Retype the data below line for line, changing nothing, and leave the pictures out.

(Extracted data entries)
────────────────────

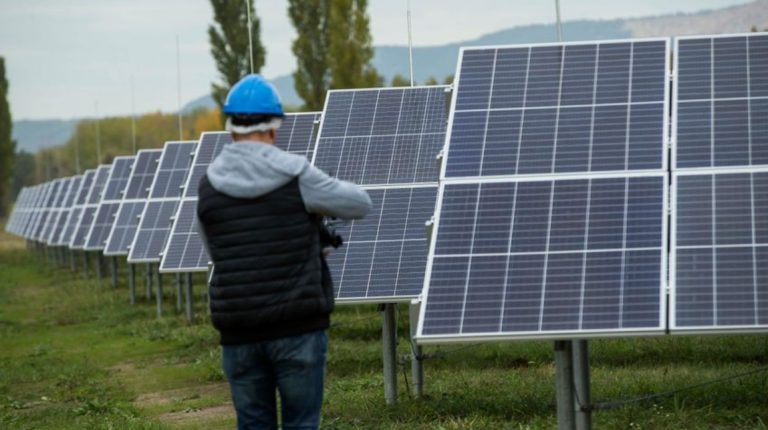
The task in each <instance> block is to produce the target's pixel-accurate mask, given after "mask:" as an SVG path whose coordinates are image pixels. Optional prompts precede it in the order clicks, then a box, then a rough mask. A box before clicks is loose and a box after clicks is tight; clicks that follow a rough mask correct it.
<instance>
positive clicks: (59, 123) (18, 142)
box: [11, 119, 80, 152]
mask: <svg viewBox="0 0 768 430" xmlns="http://www.w3.org/2000/svg"><path fill="white" fill-rule="evenodd" d="M79 121H80V119H68V120H61V119H50V120H49V119H42V120H20V121H14V122H13V131H12V133H11V134H12V137H13V139H14V140H15V141H16V142H17V146H16V151H26V152H37V151H39V150H40V149H44V148H48V147H51V146H57V145H62V144H64V143H65V142H66V141H67V140H69V138H70V137H72V133H74V131H75V126H76V125H77V123H78V122H79Z"/></svg>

────────────────────

Task output:
The task in each <instance> block is to produce the target's pixel-accurate mask, given after "mask:" as an SVG path whose coordinates are image pixels. Optional prompts precede it in the order clicks, then a box, then a rough mask. A box before clicks is loose and a box after clicks is tight; clicks that follow a rough mask correct it.
<instance>
positive clicks: (59, 123) (18, 142)
box: [11, 119, 80, 152]
mask: <svg viewBox="0 0 768 430" xmlns="http://www.w3.org/2000/svg"><path fill="white" fill-rule="evenodd" d="M79 121H80V119H68V120H61V119H50V120H49V119H42V120H20V121H14V122H13V131H12V133H11V134H12V137H13V139H14V140H15V141H16V142H17V146H16V151H26V152H37V151H39V150H40V149H44V148H48V147H51V146H57V145H62V144H64V143H65V142H66V141H67V140H69V138H70V137H72V133H74V131H75V126H76V125H77V123H78V122H79Z"/></svg>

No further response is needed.